## Work required
Starting at the line containing "Could you kindly segment every instance of the dark" and ending with the last of the rows below, lay out each line as a Markdown table with the columns Index and Content, numbering the lines and leaving out blank ones.

## Entries
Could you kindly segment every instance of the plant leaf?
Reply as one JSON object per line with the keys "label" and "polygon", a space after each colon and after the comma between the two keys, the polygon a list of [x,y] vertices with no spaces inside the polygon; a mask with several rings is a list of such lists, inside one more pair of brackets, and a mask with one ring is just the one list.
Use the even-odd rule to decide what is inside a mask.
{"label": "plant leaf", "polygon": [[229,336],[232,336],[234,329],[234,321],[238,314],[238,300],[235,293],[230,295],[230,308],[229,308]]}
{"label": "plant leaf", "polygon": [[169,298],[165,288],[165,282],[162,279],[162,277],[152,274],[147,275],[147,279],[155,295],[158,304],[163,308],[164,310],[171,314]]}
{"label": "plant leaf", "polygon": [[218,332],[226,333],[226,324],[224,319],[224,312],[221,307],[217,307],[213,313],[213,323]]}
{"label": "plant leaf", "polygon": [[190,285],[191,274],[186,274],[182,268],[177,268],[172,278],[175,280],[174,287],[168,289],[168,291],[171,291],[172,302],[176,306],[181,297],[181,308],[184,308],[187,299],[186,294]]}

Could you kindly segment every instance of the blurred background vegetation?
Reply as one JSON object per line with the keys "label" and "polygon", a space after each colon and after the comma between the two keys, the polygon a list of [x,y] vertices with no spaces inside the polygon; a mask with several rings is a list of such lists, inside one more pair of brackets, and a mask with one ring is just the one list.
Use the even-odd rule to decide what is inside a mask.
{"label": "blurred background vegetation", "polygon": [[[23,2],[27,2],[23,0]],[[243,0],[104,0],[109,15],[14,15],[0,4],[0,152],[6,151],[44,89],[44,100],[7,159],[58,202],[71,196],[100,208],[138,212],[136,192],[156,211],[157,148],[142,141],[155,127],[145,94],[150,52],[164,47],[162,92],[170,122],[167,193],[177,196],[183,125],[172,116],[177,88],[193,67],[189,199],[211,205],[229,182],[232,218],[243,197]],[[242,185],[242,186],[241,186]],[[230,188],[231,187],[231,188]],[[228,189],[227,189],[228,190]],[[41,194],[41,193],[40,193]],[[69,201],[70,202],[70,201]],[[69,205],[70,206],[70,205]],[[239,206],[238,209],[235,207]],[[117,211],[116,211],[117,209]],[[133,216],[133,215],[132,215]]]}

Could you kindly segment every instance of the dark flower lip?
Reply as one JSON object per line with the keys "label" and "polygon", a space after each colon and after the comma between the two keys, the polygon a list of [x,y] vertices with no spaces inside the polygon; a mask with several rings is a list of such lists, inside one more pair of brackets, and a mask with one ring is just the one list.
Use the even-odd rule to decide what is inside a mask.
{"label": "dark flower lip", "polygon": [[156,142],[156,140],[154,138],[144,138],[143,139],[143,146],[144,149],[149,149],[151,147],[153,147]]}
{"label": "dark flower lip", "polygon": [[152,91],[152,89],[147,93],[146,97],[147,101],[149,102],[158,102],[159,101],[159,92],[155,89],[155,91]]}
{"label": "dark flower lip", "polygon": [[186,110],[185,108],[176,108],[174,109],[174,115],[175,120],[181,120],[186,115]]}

## Answer to the exercise
| Index | Content |
|---|---|
| 1 | Could you kindly segment every instance of the dark flower lip? |
| 2 | Reply as one JSON object per line with the keys "label" and "polygon", a space after each colon and after the comma between the two keys, the polygon a list of [x,y] vertices with no spaces inside the polygon; a mask with several rings is a list of such lists, inside one more pair of brackets, and a mask with one ring is just the one list. |
| 3 | Use the even-odd rule to decide what is inside a mask. |
| 4 | {"label": "dark flower lip", "polygon": [[156,142],[156,140],[154,138],[144,138],[143,139],[143,146],[144,149],[149,149],[151,147],[153,147]]} |
| 5 | {"label": "dark flower lip", "polygon": [[152,91],[152,89],[147,93],[146,97],[147,101],[149,102],[158,102],[159,101],[159,92],[155,89],[155,91]]} |
| 6 | {"label": "dark flower lip", "polygon": [[186,110],[185,108],[176,108],[174,109],[174,115],[175,120],[181,120],[186,115]]} |